Detection examples:
####
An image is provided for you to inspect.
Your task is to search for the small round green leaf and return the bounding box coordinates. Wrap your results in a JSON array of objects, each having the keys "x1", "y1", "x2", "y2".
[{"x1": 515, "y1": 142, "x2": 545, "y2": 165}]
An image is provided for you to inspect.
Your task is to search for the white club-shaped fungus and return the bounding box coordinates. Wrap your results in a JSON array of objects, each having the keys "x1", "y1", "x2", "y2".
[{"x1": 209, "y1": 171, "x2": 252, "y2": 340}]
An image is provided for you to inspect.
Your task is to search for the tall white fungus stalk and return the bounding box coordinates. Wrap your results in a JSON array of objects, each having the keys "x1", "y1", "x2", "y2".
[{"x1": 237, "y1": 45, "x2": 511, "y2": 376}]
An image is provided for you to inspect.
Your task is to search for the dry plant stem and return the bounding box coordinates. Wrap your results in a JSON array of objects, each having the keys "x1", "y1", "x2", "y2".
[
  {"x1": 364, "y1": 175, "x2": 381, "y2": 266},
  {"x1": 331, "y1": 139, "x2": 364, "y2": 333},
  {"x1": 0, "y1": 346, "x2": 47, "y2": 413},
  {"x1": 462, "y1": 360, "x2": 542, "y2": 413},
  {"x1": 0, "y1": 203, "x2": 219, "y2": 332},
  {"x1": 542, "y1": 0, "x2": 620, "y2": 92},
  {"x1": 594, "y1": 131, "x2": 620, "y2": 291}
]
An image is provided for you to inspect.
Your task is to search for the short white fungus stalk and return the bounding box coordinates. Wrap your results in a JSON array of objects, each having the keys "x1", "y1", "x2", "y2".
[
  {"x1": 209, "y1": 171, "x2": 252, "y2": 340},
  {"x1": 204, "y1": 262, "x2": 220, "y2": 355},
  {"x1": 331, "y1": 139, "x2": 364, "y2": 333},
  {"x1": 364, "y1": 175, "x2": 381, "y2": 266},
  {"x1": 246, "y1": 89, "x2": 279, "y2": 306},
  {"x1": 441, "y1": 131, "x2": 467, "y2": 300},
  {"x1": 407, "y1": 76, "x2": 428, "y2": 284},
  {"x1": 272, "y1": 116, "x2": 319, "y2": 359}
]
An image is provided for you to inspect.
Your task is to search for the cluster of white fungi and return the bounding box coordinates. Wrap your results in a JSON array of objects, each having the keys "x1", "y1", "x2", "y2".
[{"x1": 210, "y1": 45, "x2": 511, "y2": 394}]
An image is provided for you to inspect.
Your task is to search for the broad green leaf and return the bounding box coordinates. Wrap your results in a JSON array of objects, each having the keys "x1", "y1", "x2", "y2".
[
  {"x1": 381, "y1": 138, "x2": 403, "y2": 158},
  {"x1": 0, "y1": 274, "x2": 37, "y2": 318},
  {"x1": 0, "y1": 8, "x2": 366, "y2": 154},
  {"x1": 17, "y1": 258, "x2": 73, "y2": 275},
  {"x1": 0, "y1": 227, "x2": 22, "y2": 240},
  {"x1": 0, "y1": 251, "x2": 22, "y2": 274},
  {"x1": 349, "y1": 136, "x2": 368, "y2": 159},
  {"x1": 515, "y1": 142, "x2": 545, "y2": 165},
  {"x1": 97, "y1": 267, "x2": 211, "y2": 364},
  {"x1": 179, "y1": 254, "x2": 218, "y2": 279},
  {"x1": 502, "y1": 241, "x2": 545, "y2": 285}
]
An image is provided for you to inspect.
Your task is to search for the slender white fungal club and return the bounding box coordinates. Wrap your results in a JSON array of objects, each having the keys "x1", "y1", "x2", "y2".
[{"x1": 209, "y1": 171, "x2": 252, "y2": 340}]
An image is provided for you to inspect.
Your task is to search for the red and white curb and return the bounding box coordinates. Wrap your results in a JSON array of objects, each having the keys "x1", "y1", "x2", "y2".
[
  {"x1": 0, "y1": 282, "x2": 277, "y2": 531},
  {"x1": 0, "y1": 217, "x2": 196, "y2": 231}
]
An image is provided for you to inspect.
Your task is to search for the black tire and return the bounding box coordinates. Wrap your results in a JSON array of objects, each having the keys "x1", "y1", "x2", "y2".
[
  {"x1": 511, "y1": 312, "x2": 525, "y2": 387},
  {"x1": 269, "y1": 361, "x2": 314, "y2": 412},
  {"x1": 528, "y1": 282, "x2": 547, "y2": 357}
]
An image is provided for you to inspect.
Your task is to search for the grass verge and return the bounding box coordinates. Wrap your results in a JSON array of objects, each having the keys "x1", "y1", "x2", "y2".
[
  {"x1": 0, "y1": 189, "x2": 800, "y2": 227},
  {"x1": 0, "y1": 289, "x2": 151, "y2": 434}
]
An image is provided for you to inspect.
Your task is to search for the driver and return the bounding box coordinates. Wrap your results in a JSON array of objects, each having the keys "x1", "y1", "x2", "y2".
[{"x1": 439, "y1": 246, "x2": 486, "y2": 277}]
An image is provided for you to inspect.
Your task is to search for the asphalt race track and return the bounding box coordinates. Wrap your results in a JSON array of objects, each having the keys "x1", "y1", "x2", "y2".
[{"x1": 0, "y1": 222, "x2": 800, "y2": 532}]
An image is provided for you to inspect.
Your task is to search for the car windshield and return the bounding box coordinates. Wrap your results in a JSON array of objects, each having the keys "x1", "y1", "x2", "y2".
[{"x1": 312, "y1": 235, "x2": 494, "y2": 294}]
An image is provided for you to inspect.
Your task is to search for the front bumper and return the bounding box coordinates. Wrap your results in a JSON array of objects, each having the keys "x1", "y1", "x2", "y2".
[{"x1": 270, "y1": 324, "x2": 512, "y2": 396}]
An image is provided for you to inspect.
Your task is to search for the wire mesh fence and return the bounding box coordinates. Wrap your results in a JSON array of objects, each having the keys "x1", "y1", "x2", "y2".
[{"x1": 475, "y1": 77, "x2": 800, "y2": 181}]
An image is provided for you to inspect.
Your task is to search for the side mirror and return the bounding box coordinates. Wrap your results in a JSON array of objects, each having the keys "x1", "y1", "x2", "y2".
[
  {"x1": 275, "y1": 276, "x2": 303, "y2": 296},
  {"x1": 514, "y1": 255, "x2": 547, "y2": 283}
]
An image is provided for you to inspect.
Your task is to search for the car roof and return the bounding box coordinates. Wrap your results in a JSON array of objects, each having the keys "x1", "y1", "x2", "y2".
####
Write down every line of the data exactly as it appears above.

An image is provided for you to inspect.
Your task is to search for the small round green leaf and return the bounding box coordinates. Wrap your results in a JSON array of objects, each having the keys "x1", "y1", "x2", "y2".
[{"x1": 515, "y1": 142, "x2": 545, "y2": 165}]
An image is provided for you to inspect.
Your task is to search for the white club-shaped fungus and return the bounding box coordinates. Wrap your results in a JSON array of objects, each having the keys "x1", "y1", "x2", "y2".
[{"x1": 209, "y1": 171, "x2": 252, "y2": 340}]
An image is provided for you to inspect.
Your task is to search for the tall white fungus stalk and return the bounding box coordinates. Wrap your results in a JSON array of objects, each having the keys "x1", "y1", "x2", "y2".
[{"x1": 237, "y1": 45, "x2": 511, "y2": 376}]
An image is provided for you to inspect.
Your task is to search for the dry plant stem and return the bounding box coordinates. Wrap your results in a JSON array of objects, each having the keys "x1", "y1", "x2", "y2".
[
  {"x1": 364, "y1": 175, "x2": 381, "y2": 266},
  {"x1": 331, "y1": 139, "x2": 364, "y2": 333},
  {"x1": 0, "y1": 346, "x2": 47, "y2": 413},
  {"x1": 462, "y1": 360, "x2": 542, "y2": 413},
  {"x1": 0, "y1": 203, "x2": 219, "y2": 332},
  {"x1": 542, "y1": 0, "x2": 620, "y2": 92},
  {"x1": 594, "y1": 131, "x2": 620, "y2": 291}
]
An image is provided for you to inspect.
Your task is to search for the short white fungus stalk and return the bounding box coordinates. Wrap your results in a JSON array of objects, each having the keys "x1", "y1", "x2", "y2".
[
  {"x1": 209, "y1": 171, "x2": 252, "y2": 340},
  {"x1": 204, "y1": 262, "x2": 220, "y2": 355},
  {"x1": 331, "y1": 139, "x2": 364, "y2": 333},
  {"x1": 364, "y1": 175, "x2": 381, "y2": 266},
  {"x1": 246, "y1": 89, "x2": 279, "y2": 306},
  {"x1": 441, "y1": 131, "x2": 467, "y2": 300},
  {"x1": 407, "y1": 76, "x2": 428, "y2": 284},
  {"x1": 272, "y1": 116, "x2": 319, "y2": 359}
]
An image is provided for you to inspect.
Your task is to search for the cluster of white fungi and return the bounding box coordinates. Wrap your results in a JSON array of objects, each having the keys "x1", "y1", "x2", "y2".
[{"x1": 210, "y1": 45, "x2": 511, "y2": 394}]
An image is provided for you to inspect.
Your task is to search for the broad green leaf and return the bounding box coordinates. Wrap your results in a JSON array of objects, each having the keys "x1", "y1", "x2", "y2".
[
  {"x1": 381, "y1": 138, "x2": 403, "y2": 158},
  {"x1": 0, "y1": 274, "x2": 37, "y2": 318},
  {"x1": 0, "y1": 8, "x2": 366, "y2": 154},
  {"x1": 17, "y1": 258, "x2": 73, "y2": 275},
  {"x1": 0, "y1": 227, "x2": 22, "y2": 240},
  {"x1": 0, "y1": 251, "x2": 22, "y2": 274},
  {"x1": 349, "y1": 136, "x2": 368, "y2": 159},
  {"x1": 515, "y1": 142, "x2": 545, "y2": 165},
  {"x1": 97, "y1": 267, "x2": 211, "y2": 364},
  {"x1": 179, "y1": 254, "x2": 218, "y2": 279},
  {"x1": 502, "y1": 241, "x2": 545, "y2": 285}
]
An image is provided for you to inspect.
Your task is to search for the slender white fungal club and return the bounding box coordinates. Wrap your results in a JSON array of objects, each having the keys "x1", "y1", "x2", "y2".
[{"x1": 209, "y1": 171, "x2": 252, "y2": 340}]
An image is provided for you to inspect.
Your task is to search for the red and white curb and return the bounding box coordinates. Wrap your results in a JSON array of objects, each having the keys "x1", "y1", "x2", "y2".
[
  {"x1": 0, "y1": 282, "x2": 277, "y2": 531},
  {"x1": 0, "y1": 217, "x2": 196, "y2": 231}
]
An image is provided for you to inspect.
Your task is to search for the black tire and return the bounding box coordinates. Wrap your results in a JSON array of objects, each having the keys "x1", "y1", "x2", "y2".
[
  {"x1": 511, "y1": 312, "x2": 525, "y2": 387},
  {"x1": 269, "y1": 361, "x2": 314, "y2": 412},
  {"x1": 528, "y1": 282, "x2": 547, "y2": 357}
]
An image is provided for you to inspect.
Your task is to search for the grass verge and return the bounding box coordinates. Wrap your results in a JSON array of objects, each having the keys "x1", "y1", "x2", "y2".
[
  {"x1": 0, "y1": 189, "x2": 800, "y2": 227},
  {"x1": 0, "y1": 289, "x2": 151, "y2": 434}
]
An image is provided for you to inspect.
Your task is to search for the driver and return the bounding box coordinates. Wrap your results in a JSON array of objects, each having the keys "x1", "y1", "x2", "y2".
[{"x1": 439, "y1": 246, "x2": 486, "y2": 277}]
An image is provided for you to inspect.
Your task is to search for the asphalt race track and return the bounding box coordinates. Wrap your results in a JSON array of objects, each having the keys "x1", "y1", "x2", "y2".
[{"x1": 0, "y1": 222, "x2": 800, "y2": 532}]
An image is provided for you to inspect.
Your task is to search for the car windshield and return the bounding box coordinates. Wrap your results in a JSON array of objects, each having the keys "x1", "y1", "x2", "y2".
[{"x1": 312, "y1": 235, "x2": 494, "y2": 294}]
An image is provided for you to inspect.
Your task is to search for the front bumper and return the bounding box coordinates. Wrap your results in a JSON array of objects, each having the keys "x1", "y1", "x2", "y2".
[{"x1": 270, "y1": 324, "x2": 512, "y2": 396}]
An image is provided for you to inspect.
Your task is to search for the wire mesh fence and return the bounding box coordinates. Wrap your results in a JSON array of objects, each having the keys "x1", "y1", "x2", "y2".
[{"x1": 475, "y1": 77, "x2": 800, "y2": 181}]
An image is provided for you to inspect.
Your task is to search for the side mirror and return the bounding box coordinates. Wrap your results in a JSON array of objects, each having the keys "x1", "y1", "x2", "y2".
[
  {"x1": 275, "y1": 276, "x2": 303, "y2": 296},
  {"x1": 514, "y1": 255, "x2": 547, "y2": 283}
]
An image is provided for you to inspect.
Your task is to search for the car roof and return the bounding box coordinates. Wrap your results in a JSON array of objects, each having the keys "x1", "y1", "x2", "y2".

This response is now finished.